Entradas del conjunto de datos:
════════════════════

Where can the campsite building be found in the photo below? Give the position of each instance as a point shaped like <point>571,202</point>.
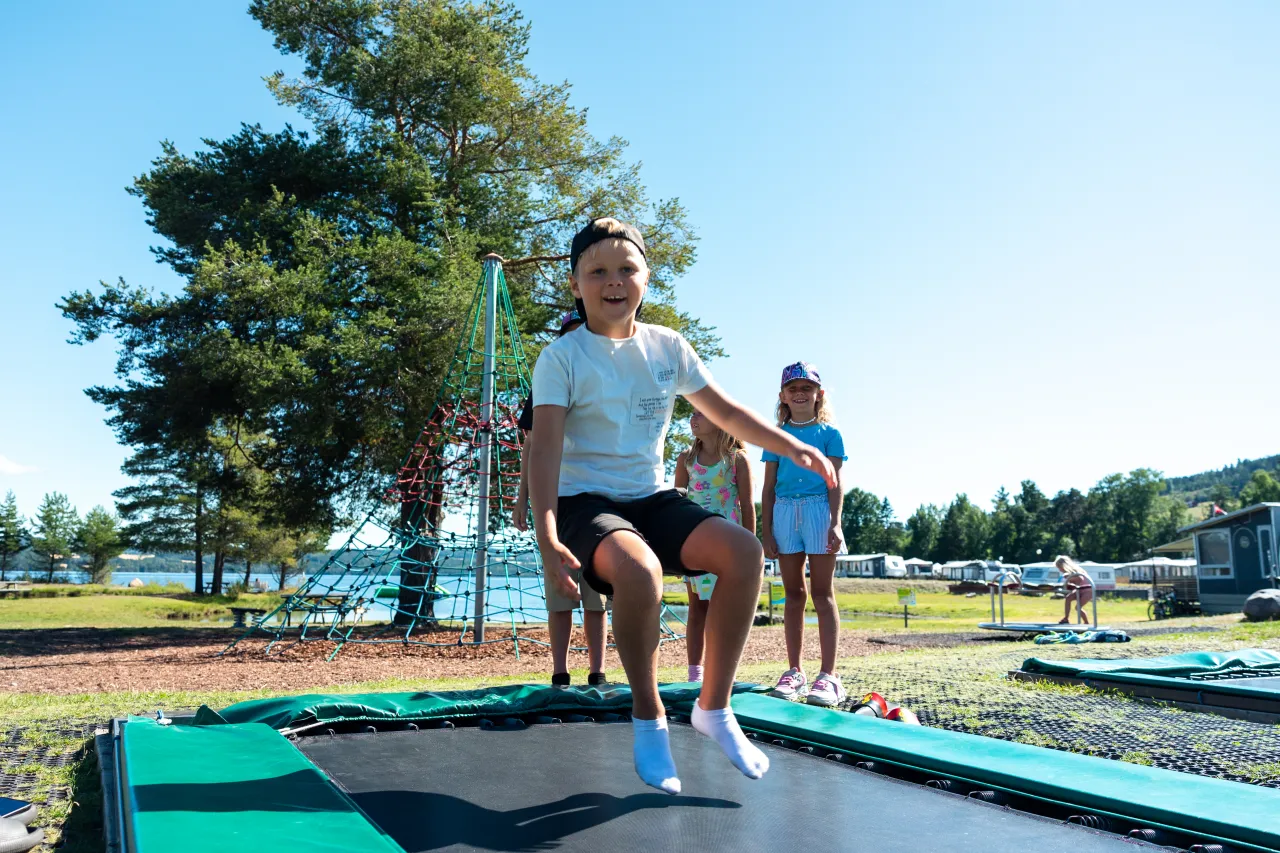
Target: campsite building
<point>1235,555</point>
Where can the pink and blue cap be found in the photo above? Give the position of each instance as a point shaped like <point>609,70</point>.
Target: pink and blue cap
<point>800,370</point>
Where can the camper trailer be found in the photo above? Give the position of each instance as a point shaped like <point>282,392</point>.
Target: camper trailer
<point>917,568</point>
<point>1045,575</point>
<point>869,565</point>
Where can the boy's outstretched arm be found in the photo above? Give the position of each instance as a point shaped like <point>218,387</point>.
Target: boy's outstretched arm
<point>743,423</point>
<point>547,445</point>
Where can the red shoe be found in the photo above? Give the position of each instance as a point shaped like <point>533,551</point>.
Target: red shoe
<point>873,705</point>
<point>903,715</point>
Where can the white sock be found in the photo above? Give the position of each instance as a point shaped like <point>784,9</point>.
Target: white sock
<point>722,728</point>
<point>652,751</point>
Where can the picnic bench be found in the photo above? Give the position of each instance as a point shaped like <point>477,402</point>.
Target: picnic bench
<point>241,612</point>
<point>14,587</point>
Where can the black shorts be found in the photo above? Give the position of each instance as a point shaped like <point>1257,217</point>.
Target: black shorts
<point>663,520</point>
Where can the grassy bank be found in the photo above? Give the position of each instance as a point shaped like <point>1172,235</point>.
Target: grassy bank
<point>86,607</point>
<point>872,605</point>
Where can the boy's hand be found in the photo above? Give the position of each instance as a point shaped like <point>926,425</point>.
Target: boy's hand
<point>560,562</point>
<point>835,539</point>
<point>810,460</point>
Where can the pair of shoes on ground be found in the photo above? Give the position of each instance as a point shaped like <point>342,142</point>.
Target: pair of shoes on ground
<point>826,689</point>
<point>562,679</point>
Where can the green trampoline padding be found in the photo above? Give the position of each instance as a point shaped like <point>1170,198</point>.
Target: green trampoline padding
<point>1233,812</point>
<point>516,699</point>
<point>1169,666</point>
<point>231,781</point>
<point>210,789</point>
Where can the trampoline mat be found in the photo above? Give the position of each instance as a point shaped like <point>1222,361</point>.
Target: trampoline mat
<point>571,788</point>
<point>1269,682</point>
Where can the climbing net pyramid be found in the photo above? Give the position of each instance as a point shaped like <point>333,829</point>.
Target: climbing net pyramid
<point>439,561</point>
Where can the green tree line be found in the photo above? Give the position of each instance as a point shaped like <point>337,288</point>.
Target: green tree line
<point>328,273</point>
<point>1121,518</point>
<point>56,536</point>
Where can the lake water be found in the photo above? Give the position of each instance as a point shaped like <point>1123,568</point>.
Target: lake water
<point>508,598</point>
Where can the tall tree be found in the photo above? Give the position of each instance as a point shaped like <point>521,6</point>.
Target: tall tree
<point>99,538</point>
<point>862,521</point>
<point>328,273</point>
<point>964,532</point>
<point>168,507</point>
<point>55,528</point>
<point>1261,488</point>
<point>923,528</point>
<point>13,532</point>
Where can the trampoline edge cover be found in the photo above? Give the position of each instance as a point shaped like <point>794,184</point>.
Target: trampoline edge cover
<point>210,789</point>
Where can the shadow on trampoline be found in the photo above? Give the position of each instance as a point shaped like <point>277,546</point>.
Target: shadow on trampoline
<point>428,821</point>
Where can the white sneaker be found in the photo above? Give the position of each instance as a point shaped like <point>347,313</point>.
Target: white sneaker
<point>790,687</point>
<point>827,690</point>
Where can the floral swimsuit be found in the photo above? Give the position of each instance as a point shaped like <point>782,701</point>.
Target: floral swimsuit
<point>714,488</point>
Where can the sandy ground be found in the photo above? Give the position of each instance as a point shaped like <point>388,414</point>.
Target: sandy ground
<point>90,660</point>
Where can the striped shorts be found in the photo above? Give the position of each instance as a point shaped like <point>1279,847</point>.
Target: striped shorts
<point>800,524</point>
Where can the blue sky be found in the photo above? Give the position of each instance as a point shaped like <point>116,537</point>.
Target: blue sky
<point>1019,240</point>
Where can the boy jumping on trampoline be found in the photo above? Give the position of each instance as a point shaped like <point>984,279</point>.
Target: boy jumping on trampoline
<point>560,610</point>
<point>603,397</point>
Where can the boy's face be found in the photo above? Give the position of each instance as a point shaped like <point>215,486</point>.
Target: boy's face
<point>611,279</point>
<point>800,396</point>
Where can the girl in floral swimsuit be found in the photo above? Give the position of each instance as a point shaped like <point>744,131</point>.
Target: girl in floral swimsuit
<point>716,473</point>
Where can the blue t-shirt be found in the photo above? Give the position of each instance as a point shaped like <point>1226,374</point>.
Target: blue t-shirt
<point>794,480</point>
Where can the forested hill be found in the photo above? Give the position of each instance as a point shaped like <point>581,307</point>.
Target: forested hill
<point>1234,477</point>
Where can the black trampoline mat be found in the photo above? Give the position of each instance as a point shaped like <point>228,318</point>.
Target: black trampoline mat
<point>1253,683</point>
<point>572,788</point>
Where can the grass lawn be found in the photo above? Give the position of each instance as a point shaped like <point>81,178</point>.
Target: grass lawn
<point>119,609</point>
<point>961,688</point>
<point>936,610</point>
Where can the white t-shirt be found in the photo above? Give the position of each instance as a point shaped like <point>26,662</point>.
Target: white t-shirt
<point>620,396</point>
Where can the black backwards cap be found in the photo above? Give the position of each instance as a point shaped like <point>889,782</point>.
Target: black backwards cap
<point>594,232</point>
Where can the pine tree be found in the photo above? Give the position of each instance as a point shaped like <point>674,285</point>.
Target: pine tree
<point>55,530</point>
<point>13,533</point>
<point>99,537</point>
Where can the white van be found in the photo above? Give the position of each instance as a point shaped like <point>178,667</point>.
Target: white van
<point>869,565</point>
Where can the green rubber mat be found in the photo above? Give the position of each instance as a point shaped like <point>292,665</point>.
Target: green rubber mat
<point>1226,811</point>
<point>1185,666</point>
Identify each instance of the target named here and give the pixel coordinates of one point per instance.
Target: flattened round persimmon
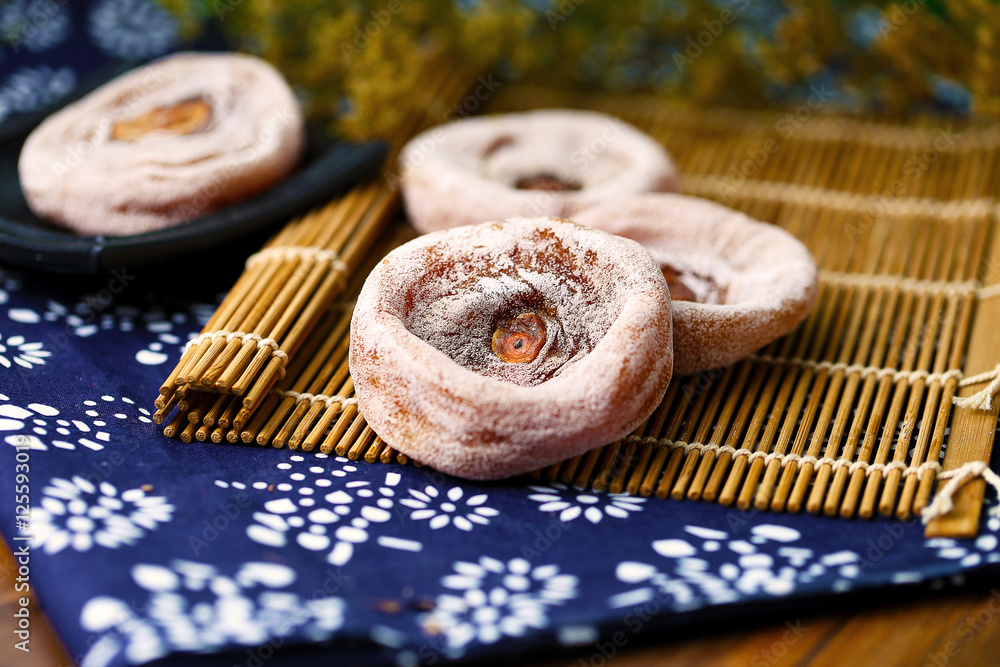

════════════════════

Reescribe todas las líneas, empezando en la que contiene "Where can the green tree" y terminando tras la que contiene "<point>508,598</point>", y reescala las coordenadas de los puntos de las respuestas: multiplícalas por 2,15 y redondea a enteros, con las mitades hacia arriba. Los demás números, incluidos los de los formatos de muestra, se quedan igual.

#### RESULTADO DEL EJERCICIO:
Where can the green tree line be found in the photo above? Give the position of each instance as a point shaped like <point>337,288</point>.
Target: green tree line
<point>705,587</point>
<point>2410,1114</point>
<point>120,1152</point>
Where can the lake water be found in the photo above? Give the position of each instance as a point shaped like <point>1123,568</point>.
Target: lake water
<point>1092,1286</point>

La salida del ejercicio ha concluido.